What is expected: List each line in the records below that contains the word "building". Case counts.

Source material:

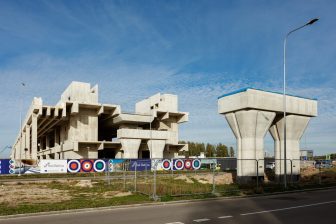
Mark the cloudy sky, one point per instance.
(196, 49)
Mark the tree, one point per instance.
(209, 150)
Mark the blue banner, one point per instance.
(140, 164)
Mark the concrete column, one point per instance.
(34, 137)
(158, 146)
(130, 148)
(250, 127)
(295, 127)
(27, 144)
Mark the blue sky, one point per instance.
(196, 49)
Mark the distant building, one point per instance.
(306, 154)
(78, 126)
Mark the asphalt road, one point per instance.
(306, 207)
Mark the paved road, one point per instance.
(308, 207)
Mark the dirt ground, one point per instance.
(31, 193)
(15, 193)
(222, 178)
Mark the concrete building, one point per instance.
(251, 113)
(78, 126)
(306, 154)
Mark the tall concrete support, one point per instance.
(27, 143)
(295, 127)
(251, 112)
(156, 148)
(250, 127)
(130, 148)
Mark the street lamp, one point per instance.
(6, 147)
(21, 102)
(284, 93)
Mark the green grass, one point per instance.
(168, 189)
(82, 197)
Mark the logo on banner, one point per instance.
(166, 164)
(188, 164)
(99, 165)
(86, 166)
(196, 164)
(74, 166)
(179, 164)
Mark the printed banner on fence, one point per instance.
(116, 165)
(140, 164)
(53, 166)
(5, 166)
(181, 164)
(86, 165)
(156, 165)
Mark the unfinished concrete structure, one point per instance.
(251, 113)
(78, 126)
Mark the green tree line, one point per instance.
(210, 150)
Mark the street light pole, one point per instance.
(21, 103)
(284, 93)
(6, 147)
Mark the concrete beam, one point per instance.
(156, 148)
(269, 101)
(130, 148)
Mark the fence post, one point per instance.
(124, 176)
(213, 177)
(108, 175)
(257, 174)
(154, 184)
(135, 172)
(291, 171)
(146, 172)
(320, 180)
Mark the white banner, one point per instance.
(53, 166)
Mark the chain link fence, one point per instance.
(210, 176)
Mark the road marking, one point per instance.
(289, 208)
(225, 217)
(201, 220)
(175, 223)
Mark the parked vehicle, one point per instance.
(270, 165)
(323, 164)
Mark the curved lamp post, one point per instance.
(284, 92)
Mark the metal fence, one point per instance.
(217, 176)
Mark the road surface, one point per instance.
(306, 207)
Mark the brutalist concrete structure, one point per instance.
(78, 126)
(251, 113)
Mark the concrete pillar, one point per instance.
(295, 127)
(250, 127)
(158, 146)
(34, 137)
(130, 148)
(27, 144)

--

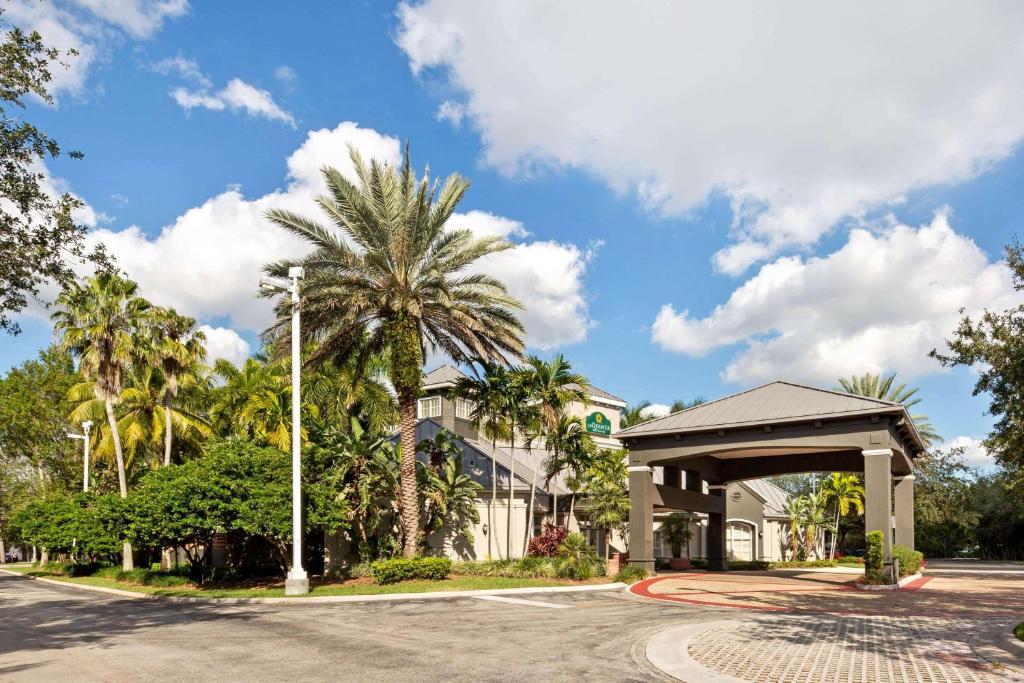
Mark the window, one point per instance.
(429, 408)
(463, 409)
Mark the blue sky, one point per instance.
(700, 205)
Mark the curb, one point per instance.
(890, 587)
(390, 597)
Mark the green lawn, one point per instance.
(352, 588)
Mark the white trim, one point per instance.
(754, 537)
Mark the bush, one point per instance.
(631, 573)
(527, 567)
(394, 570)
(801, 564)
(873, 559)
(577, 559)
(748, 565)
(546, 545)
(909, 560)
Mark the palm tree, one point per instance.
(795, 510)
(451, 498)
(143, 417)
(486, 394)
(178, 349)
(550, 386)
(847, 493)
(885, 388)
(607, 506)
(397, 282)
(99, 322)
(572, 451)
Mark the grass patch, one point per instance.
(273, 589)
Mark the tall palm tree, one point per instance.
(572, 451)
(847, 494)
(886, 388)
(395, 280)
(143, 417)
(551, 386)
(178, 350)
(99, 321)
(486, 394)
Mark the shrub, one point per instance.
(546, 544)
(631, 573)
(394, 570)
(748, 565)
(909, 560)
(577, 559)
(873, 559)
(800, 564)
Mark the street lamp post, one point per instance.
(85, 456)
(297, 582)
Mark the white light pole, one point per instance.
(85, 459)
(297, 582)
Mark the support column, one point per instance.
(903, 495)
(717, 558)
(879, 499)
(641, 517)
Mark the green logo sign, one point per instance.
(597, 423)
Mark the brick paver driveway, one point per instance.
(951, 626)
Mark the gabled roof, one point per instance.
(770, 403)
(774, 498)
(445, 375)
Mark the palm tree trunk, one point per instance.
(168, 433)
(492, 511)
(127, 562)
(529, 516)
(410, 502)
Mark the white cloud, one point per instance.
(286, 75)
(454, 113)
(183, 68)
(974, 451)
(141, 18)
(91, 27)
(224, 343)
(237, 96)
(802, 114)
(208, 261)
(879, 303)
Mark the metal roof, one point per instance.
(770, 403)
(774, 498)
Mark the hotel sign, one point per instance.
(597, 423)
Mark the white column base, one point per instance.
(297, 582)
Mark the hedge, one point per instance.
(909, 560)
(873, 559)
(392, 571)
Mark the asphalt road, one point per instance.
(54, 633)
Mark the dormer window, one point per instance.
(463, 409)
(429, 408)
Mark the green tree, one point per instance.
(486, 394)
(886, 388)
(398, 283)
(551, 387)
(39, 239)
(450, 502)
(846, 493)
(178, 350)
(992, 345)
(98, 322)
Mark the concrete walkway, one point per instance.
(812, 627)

Written answer:
Mark the distant building, one point per instance.
Mark the concrete building, one point per instance.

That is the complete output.